**EXERCISE AIM:**
Please retype the records that appear below, exactly and in full.

[Records from a collection]
-- Opening Marker --

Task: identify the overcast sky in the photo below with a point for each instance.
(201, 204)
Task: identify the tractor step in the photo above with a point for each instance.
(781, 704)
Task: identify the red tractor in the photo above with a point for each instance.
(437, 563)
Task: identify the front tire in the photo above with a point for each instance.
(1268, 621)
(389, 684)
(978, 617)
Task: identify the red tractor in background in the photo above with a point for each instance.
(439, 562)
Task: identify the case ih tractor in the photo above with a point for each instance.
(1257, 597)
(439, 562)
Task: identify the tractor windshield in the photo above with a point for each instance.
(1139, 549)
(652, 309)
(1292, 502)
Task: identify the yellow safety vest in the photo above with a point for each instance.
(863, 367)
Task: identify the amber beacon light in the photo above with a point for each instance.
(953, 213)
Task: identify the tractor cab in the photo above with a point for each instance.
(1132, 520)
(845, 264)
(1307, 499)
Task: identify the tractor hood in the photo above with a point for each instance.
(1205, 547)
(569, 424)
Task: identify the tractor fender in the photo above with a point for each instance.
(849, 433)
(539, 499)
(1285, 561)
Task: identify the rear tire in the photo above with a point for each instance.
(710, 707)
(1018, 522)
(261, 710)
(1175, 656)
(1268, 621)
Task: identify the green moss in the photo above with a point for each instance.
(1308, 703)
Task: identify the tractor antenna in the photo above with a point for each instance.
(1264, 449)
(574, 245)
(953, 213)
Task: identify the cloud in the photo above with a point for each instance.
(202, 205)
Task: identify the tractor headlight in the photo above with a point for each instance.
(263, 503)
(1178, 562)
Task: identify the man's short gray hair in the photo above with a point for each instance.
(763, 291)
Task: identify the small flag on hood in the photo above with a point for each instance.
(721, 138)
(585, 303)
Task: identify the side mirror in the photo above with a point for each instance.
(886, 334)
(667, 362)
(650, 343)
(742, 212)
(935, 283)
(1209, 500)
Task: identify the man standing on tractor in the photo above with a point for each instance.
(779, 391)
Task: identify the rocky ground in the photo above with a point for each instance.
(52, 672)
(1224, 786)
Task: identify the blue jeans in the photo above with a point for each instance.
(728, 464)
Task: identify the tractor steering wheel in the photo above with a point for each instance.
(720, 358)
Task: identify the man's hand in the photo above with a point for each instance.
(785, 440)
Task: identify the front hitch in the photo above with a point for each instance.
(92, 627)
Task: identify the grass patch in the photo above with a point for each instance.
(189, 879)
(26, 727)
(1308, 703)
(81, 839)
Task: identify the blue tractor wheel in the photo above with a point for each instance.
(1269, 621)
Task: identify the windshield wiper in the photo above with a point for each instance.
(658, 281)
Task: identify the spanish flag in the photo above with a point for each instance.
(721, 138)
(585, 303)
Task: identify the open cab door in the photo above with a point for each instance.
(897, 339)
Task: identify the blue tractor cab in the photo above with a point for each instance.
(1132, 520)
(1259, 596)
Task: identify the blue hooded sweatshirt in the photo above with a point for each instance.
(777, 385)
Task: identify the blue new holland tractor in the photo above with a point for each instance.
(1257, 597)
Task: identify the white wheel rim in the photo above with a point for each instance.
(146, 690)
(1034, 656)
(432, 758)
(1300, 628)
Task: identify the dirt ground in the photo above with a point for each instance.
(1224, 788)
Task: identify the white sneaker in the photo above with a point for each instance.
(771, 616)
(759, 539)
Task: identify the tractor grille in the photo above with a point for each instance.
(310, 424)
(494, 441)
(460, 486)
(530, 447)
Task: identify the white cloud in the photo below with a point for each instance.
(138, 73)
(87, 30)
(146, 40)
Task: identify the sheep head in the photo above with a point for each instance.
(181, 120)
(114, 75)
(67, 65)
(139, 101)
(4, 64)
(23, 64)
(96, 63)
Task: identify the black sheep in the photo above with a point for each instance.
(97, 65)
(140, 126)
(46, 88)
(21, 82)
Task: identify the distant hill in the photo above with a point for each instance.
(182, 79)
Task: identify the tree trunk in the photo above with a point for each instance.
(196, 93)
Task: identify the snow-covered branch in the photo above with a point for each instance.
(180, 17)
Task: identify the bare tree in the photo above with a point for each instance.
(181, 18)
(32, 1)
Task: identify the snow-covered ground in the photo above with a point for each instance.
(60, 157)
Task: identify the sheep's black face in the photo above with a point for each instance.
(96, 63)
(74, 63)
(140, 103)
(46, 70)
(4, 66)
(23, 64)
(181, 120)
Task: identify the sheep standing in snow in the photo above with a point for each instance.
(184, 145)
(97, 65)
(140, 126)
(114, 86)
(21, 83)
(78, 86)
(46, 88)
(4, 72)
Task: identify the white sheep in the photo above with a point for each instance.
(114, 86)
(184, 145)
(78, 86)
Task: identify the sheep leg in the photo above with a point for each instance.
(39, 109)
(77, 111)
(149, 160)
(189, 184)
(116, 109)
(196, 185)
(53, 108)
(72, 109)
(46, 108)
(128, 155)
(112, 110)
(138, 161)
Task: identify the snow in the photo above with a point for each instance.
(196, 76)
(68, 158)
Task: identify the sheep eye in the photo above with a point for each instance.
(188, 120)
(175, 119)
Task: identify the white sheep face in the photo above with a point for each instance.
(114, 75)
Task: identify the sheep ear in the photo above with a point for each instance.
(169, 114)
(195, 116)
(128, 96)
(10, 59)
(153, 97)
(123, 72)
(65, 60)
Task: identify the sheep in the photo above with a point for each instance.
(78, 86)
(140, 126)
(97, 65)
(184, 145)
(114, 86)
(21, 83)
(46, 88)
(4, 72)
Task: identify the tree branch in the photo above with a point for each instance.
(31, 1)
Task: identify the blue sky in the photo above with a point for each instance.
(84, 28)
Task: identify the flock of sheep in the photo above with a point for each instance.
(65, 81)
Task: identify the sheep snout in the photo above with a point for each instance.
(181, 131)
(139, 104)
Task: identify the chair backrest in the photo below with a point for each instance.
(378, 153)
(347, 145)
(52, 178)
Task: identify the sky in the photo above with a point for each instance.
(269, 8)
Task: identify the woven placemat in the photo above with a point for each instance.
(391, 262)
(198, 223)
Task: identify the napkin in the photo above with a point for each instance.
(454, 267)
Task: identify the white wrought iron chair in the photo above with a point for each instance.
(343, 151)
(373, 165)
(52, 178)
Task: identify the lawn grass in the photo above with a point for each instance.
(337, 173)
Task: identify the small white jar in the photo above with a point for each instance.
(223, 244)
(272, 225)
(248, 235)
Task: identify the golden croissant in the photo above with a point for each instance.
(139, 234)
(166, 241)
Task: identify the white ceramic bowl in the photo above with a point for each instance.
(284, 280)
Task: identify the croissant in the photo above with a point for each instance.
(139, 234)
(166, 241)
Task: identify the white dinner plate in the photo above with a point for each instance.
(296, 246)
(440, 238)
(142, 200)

-- Closing Marker --

**ANSWER BOX:**
Task: identify the overcast sky in the photo below with a point for each instance.
(201, 204)
Task: identify the tractor step in the photo above with a point for each instance.
(781, 704)
Task: identify the red tractor in the photo above with a point for each instance.
(437, 563)
Task: identify the front tire in the photo above with a point for each instance.
(1268, 621)
(389, 684)
(978, 617)
Task: identify the red tractor in background in the photo above with a point for each instance.
(439, 562)
Task: identify the case ih tractor in the photo above with a point for each instance.
(1257, 597)
(439, 562)
Task: identify the tractor windshield in the photo above with a point for each instance.
(1139, 549)
(652, 309)
(1292, 502)
Task: identify the yellow safety vest in the photo above with a point for each instance.
(863, 367)
Task: identify the amber beacon light in the photo above with a point for each instance.
(953, 213)
Task: identify the tractor cab in the photo above with a point for each instance.
(1132, 520)
(845, 264)
(1307, 499)
Task: identify the tractor hood in the photo above with a point for each instance.
(1205, 547)
(569, 424)
Task: identify the tractor fender in the photo above with a point for each instance.
(849, 433)
(539, 499)
(1285, 561)
Task: identify the rear tire in the photo above with a point for each instance.
(710, 707)
(1018, 522)
(261, 710)
(1175, 656)
(1268, 621)
Task: identify the green moss in the photo above with a point for each instance.
(1308, 703)
Task: identify the tractor antenna in the photo above with a point for each instance.
(1264, 449)
(574, 245)
(953, 213)
Task: identify the cloud in the photo above with a point for each instance.
(202, 205)
Task: identify the tractor headlight in the photo above with a point for each instance.
(263, 503)
(1178, 562)
Task: identify the man's short gray hair in the photo above with a point for each instance.
(763, 291)
Task: identify the small flag on hood in the photo above with a point for each instance.
(721, 138)
(585, 303)
Task: identify the side mirror in the photo above with a point for each instance.
(886, 334)
(667, 362)
(650, 343)
(742, 212)
(935, 283)
(1209, 500)
Task: identify the man standing on tractor in the photo above with a point for each instance.
(779, 391)
Task: identify the rocky ground in the photo above with a point for each instance.
(52, 672)
(1224, 786)
Task: identify the blue jeans in the photo above with a point for each instance.
(728, 464)
Task: identify the tractor steering wheel in the photo above with a point for each instance.
(720, 358)
Task: identify the man's hand in the photo above with a point for each instance.
(785, 440)
Task: identify the front hitch in the photo above with a point for each instance.
(92, 627)
Task: identify the grass patch in the photo above with a point for each instance.
(189, 879)
(26, 727)
(1308, 703)
(81, 839)
Task: identify the blue tractor wheel in the photo above with a point for each instance.
(1269, 621)
Task: identify the windshield wiper in the photo above with a point for each instance.
(658, 281)
Task: identify the spanish flag in the photo above with a point for each instance.
(721, 138)
(585, 303)
Task: identify the open cab door in the photo above with a point for each instance.
(897, 339)
Task: identify the blue tractor cab in the photo above with a point for each instance.
(1132, 520)
(1259, 596)
Task: identify the blue hooded sweatshirt in the photo above with a point for each instance.
(777, 385)
Task: identify the blue new holland tractor in the photo above with a point for each instance.
(1257, 597)
Task: identify the white wheel rim in the photo above with a point for each instance.
(146, 690)
(1034, 656)
(432, 758)
(1300, 628)
Task: identify the dirt ground in the photo above with a point for each instance.
(1224, 788)
Task: identify the white sneaker in the photo above with a point for each instance.
(771, 616)
(759, 539)
Task: identify the tractor grille in the photo above with a point for each instance.
(310, 424)
(494, 441)
(460, 486)
(530, 447)
Task: identify the white cloud in the photo below with a point for each instance.
(138, 73)
(87, 30)
(146, 40)
Task: identify the sheep head in the photo above with a point for each instance.
(181, 120)
(114, 75)
(67, 65)
(139, 101)
(4, 64)
(23, 64)
(96, 63)
Task: identify the black sheep in the photo above with a point for each instance.
(97, 65)
(140, 126)
(46, 88)
(21, 82)
Task: identify the distant hill in the photo above with a point for each instance.
(182, 79)
Task: identify the tree trunk in the photo above with a point for each instance.
(196, 93)
Task: identify the snow-covered branch in the photo above with a point for each instance.
(180, 17)
Task: identify the bare tree in the photo above with a point for each instance.
(181, 18)
(32, 1)
Task: identify the snow-covered ground in the photo above with a point for each instance.
(60, 157)
Task: identify the sheep's black face in the photo above with a point for each instance.
(96, 63)
(74, 63)
(140, 103)
(46, 70)
(4, 66)
(23, 64)
(181, 120)
Task: identify the sheep standing in snow in the photo above with a point for each instance.
(184, 145)
(97, 65)
(140, 126)
(114, 86)
(21, 83)
(78, 86)
(46, 88)
(4, 72)
Task: identify the white sheep in the photo above with a point for each instance.
(114, 86)
(184, 145)
(78, 86)
Task: identify the sheep leg in the photo above with a point for each instance.
(39, 109)
(77, 111)
(149, 160)
(189, 184)
(116, 109)
(196, 185)
(53, 108)
(72, 109)
(46, 108)
(128, 155)
(112, 110)
(138, 161)
Task: identify the snow in the photo above with a point for each instance.
(196, 76)
(68, 158)
Task: identify the sheep eye in the photo above with a point for each instance.
(188, 120)
(175, 119)
Task: identify the white sheep face in the photo above with a point for each instance.
(114, 75)
Task: identify the sheep ear in the photo above with a point for each instance.
(169, 114)
(195, 116)
(128, 96)
(10, 59)
(153, 97)
(123, 72)
(65, 60)
Task: identify the sheep in the photo above with a point for each instance.
(78, 86)
(140, 126)
(97, 65)
(184, 145)
(114, 86)
(21, 83)
(46, 88)
(4, 72)
Task: identify the tree branch in the photo above with a point for each instance.
(31, 1)
Task: identify the blue sky in the photo above with a point for each instance.
(84, 28)
Task: identify the flock of sheep in the photo above with a point for each instance.
(65, 81)
Task: identify the sheep snout in the photo above with a point for each instance.
(181, 131)
(139, 104)
Task: identify the chair backrest in the photo below with a point for each instance.
(378, 153)
(347, 145)
(52, 178)
Task: identify the sky in the photo above with a point for each instance.
(269, 8)
Task: identify the woven placemat in the photo above with a point for each instance.
(391, 262)
(198, 223)
Task: identify the napkin in the photo above with a point for each instance.
(454, 267)
Task: identify the white wrought iron chair in the photo above with a point for each instance.
(343, 151)
(373, 165)
(52, 178)
Task: identify the lawn grass in the photo above with a point for each instance.
(337, 173)
Task: identify the small white jar in the photo above with a point for each instance.
(223, 244)
(272, 225)
(248, 235)
Task: identify the golden croissant in the photo above with a point for each instance.
(139, 234)
(166, 241)
Task: identify the white ceramic bowl in the photo above with a point for each instance.
(284, 280)
Task: identify the croissant in the photo above with a point for each instance.
(139, 234)
(166, 241)
Task: identify the white dinner plate in the photo above with a point for each instance.
(296, 246)
(440, 238)
(142, 200)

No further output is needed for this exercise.